• Reading text:
——

In the depths of the Great Depression, Napoleon Hill published the business classic, “Think and Grow Rich,”which still consistently ranks as one of the greatest self-help/business books.

It It is a book, largely, about self-empowerment. It asserts that circumstance can be overcome by focus and determination. Despite having been published more than 75 years ago, there is a joyful, almost celebratory message that seems perfectly in place alongside more modern texts about the self-empowering forces of the web-based economy.

The book offers 13 principles of success based on his observations of 40 wealthy individuals, Sure, external forces matter, a lot, but humans are capable of achieving great heights, regardless of environment. The “starting point of all achievement,” according to Hill, is desire.

Hill offers 6 practical steps for turning desire into riches. I think they provide an excellent blueprint for any type of endeavor. Here are those 6 practical steps. Lightly edited, with the word “money” replaced with the words “physical activity.”

  1. Fix in your mind the exact amount of physical activity you desire.

——

• Stored data:
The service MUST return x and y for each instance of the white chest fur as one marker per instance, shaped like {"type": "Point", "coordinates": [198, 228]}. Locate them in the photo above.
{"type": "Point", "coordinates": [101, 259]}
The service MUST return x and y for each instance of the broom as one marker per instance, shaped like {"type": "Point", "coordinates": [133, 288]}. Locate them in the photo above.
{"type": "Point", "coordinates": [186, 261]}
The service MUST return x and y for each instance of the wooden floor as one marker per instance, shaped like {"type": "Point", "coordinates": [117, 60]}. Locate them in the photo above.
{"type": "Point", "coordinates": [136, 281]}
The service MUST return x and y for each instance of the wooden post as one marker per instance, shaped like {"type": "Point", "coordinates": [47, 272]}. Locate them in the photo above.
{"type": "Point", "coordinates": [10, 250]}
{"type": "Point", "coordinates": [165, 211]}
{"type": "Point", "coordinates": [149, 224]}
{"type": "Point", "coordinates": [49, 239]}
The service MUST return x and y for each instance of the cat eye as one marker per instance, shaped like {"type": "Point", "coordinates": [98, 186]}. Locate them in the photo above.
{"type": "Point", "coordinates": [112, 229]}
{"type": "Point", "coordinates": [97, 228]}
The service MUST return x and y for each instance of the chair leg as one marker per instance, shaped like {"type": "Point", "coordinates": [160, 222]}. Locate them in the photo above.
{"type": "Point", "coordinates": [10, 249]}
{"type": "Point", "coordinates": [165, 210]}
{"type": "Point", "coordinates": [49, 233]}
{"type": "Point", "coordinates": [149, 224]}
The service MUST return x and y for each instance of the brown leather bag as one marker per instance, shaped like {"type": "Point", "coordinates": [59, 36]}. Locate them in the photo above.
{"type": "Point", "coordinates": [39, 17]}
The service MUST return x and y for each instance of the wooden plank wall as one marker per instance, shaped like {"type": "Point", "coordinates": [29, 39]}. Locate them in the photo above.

——

• Task 1: According to the piece on Napoleon Hill's "Think and Grow Rich," what does Hill call the "starting point of all achievement"?
• Task 2: Pick up the piece on Hill's "Think and Grow Rich" at the point it stops.

• Final result 1: Desire.

• Final result 2:
  2. Determine exactly what you intend to give in return for physical activity you desire (there is no such reality as “something for nothing.”)
  3. Establish a definite date when you intend to achieve the physical activity level you desire.
  4. Create a definite plan for carrying out your desire, and begin at once – whether you are ready or not – to put this plan into action.
  5. Write out a clear, concise statement of the amount of physical activity you intend to pursue, name the time limit for achieving the amount, state what you intend to give in return for the amount of physical activity, and describe clearly the plan through which you intend to accumulate it.
  6. Read your written statement aloud, twice daily, once just before retiring at night, and once after arising in the morning.

What do you think? Would these six steps help folks lead a healthier, more active life? What else would you suggest?

In coming months: What role can social networks play in developing an individual’s desire for a healthier, more active life?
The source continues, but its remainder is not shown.